§ **Task instructions**
Go through the rows below and pull out every line that contains the word "white". Copy each of those lines in full.

## BEGIN Raw records

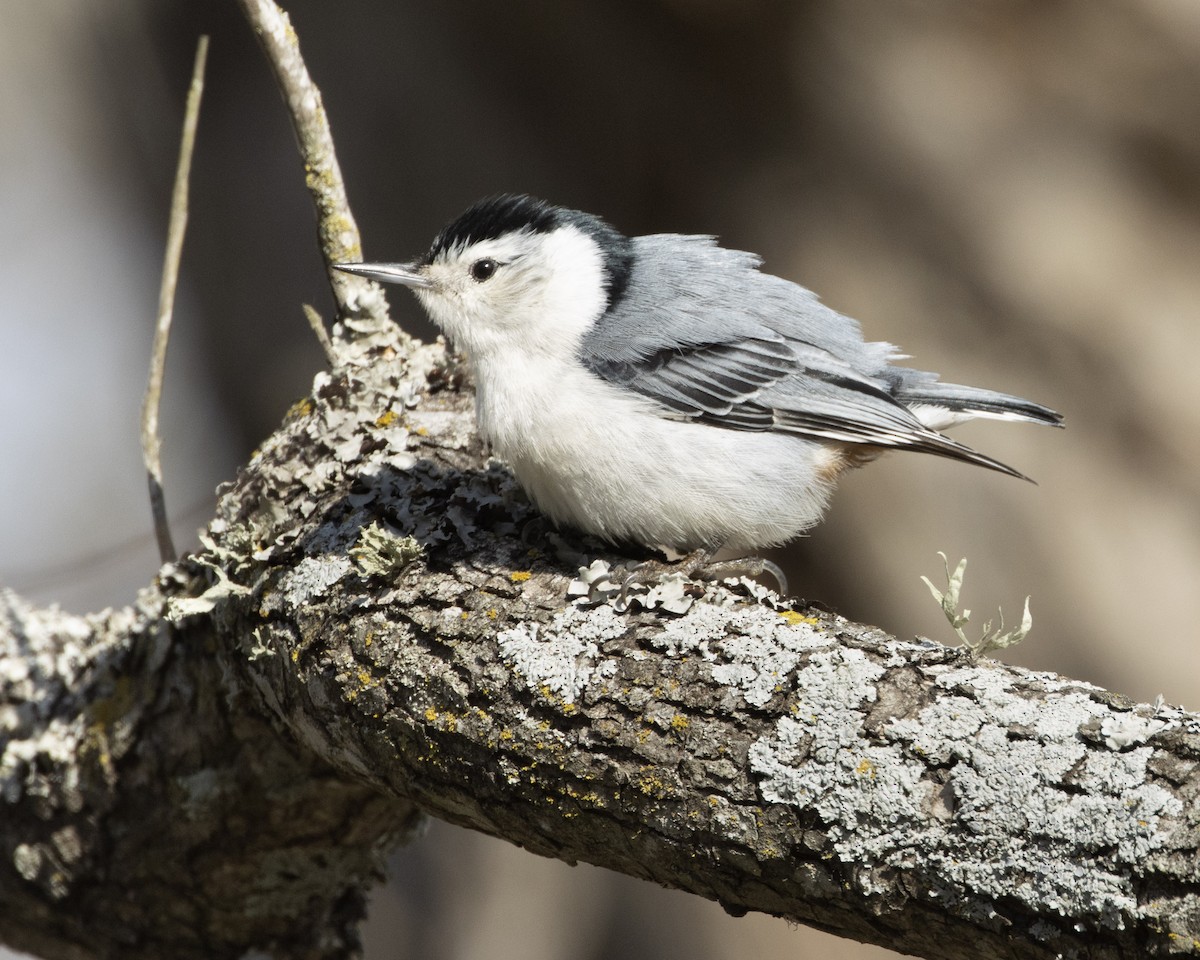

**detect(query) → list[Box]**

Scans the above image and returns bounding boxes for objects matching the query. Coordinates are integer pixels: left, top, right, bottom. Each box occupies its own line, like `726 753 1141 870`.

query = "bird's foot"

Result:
620 547 787 600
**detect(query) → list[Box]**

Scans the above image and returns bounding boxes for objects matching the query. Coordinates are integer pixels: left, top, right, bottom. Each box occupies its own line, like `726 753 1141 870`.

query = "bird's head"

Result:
336 194 631 359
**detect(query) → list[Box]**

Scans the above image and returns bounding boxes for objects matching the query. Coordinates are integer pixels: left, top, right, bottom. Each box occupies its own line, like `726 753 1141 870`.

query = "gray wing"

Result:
580 235 1021 476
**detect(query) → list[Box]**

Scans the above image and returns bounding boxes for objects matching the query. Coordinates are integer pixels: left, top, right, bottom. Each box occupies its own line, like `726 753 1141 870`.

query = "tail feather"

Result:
895 380 1063 430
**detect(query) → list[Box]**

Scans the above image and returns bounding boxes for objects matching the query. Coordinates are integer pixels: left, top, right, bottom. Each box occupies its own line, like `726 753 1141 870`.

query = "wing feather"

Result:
580 235 1021 476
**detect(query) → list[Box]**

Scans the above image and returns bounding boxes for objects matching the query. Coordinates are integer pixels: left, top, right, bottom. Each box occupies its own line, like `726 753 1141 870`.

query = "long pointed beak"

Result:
334 263 433 287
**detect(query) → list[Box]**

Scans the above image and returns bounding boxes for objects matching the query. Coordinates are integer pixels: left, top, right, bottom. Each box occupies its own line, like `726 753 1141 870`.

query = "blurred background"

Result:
0 0 1200 960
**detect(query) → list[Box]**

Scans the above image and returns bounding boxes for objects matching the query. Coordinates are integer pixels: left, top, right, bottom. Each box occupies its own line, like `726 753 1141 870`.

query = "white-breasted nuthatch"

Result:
336 194 1062 551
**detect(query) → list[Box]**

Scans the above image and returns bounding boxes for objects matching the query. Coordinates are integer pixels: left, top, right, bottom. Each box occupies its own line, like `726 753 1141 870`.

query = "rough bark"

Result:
0 309 1200 958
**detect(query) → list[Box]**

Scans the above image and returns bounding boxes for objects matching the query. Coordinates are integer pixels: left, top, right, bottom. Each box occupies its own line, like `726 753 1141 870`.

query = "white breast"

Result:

## END Raw records

§ **The solution**
query = "white-breasted nuthatch"
query = "white breast"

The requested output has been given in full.